* [Exercise brief]
Collect every line in the data below that contains the string "white" and copy each one in full.

━━━ Exercise input ━━━

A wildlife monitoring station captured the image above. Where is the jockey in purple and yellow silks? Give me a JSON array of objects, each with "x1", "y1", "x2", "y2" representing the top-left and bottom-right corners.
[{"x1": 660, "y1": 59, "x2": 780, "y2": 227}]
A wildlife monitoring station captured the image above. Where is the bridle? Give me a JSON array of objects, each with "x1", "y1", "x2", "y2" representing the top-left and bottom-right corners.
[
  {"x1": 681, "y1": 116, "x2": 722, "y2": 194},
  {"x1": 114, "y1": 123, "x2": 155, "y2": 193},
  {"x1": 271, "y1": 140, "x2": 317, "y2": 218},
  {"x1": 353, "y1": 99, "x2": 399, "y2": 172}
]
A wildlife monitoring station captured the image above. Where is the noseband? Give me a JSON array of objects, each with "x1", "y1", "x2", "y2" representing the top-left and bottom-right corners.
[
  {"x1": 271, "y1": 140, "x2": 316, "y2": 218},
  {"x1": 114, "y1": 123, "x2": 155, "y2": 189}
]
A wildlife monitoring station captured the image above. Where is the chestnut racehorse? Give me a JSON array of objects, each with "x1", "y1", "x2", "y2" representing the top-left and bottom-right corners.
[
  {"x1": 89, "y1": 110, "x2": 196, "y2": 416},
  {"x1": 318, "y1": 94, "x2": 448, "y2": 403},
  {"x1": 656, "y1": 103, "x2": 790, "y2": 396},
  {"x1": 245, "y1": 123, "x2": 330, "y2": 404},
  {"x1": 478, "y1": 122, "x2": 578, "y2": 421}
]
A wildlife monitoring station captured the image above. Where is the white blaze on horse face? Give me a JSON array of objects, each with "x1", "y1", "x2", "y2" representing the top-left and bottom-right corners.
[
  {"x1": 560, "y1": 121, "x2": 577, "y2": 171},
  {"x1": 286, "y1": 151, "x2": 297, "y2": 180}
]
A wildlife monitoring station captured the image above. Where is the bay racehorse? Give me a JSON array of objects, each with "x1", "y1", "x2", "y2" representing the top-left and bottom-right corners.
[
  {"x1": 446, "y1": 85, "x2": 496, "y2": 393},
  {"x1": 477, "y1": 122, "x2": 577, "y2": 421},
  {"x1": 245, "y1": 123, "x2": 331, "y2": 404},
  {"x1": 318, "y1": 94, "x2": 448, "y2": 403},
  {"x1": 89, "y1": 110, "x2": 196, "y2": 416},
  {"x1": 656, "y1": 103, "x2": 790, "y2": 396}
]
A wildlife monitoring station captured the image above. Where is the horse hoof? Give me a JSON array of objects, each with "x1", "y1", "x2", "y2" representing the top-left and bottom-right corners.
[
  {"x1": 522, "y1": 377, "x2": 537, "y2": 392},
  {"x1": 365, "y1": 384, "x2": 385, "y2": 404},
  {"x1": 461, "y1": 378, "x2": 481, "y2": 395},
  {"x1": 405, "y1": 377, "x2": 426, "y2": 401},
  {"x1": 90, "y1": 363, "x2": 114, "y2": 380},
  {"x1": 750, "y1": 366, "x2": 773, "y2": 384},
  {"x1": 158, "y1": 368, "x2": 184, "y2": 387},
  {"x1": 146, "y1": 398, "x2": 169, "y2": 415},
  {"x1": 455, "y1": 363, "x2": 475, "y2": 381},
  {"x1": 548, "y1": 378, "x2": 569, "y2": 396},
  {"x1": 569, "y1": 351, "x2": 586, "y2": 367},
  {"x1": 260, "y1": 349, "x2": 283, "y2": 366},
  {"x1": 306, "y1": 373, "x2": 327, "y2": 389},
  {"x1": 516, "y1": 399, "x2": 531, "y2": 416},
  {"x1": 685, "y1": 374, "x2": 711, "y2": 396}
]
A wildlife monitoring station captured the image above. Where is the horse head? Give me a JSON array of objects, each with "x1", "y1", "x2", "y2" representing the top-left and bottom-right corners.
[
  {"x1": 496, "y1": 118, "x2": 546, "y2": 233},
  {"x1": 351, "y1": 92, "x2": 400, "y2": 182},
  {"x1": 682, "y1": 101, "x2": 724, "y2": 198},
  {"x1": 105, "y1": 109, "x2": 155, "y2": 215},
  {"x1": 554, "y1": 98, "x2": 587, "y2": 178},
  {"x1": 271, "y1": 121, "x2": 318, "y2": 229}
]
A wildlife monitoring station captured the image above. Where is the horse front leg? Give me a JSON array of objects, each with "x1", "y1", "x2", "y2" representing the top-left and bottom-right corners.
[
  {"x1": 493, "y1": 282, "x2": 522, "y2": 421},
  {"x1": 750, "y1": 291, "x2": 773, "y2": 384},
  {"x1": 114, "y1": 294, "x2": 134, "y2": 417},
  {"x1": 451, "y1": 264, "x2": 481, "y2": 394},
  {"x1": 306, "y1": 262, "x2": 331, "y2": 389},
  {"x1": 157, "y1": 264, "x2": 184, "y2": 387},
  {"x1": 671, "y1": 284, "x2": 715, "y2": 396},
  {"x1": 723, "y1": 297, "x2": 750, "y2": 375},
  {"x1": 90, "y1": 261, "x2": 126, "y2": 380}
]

━━━
━━━ Exercise input ━━━

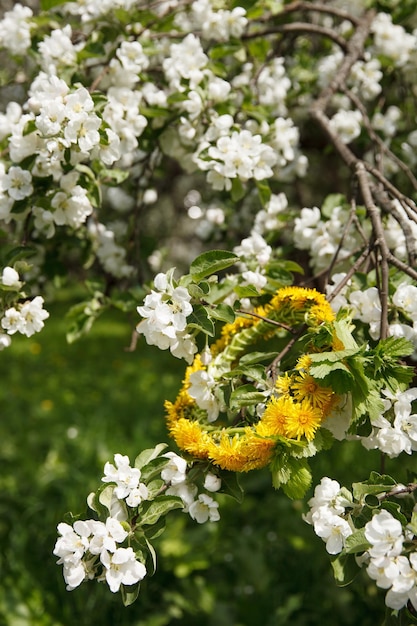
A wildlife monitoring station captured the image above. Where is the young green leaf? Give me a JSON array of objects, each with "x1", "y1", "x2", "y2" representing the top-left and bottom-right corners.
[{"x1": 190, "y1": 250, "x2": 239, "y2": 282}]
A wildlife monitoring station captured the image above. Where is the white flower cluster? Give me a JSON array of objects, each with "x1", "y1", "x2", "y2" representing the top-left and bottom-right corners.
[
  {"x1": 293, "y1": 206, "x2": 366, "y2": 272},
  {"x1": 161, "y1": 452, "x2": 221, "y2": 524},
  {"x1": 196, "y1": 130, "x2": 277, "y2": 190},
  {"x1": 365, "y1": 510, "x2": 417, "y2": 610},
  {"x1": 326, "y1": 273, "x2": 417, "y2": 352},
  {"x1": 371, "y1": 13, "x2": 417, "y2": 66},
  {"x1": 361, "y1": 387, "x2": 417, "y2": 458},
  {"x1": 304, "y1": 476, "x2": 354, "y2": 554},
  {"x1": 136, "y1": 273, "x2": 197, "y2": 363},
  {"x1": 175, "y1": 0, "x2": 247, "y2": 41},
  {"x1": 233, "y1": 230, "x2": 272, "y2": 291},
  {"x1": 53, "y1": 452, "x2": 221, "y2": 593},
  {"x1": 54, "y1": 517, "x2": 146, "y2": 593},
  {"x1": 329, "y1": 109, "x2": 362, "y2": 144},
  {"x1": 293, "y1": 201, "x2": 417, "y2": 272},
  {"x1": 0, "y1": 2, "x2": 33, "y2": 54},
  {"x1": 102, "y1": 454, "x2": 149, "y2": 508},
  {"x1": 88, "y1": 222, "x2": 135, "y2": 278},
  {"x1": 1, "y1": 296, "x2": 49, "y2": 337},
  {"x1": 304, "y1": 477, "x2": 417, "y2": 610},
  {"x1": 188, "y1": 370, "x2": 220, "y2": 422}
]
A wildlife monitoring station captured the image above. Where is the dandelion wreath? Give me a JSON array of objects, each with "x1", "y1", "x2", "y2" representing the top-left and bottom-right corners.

━━━

* [Full answer]
A wildlife monitoring station captured the image above. Where is the white blaze on horse face? Give me a JSON array of objects, each with "x1", "y1", "x2", "y2" representing the top-left and bottom-right corners.
A wildlife monitoring station captured the image above. Where is the white flower cluster? Give me a JSON array of objects, each with "x1", "y1", "x2", "y2" representing the top-left and bottom-right corners.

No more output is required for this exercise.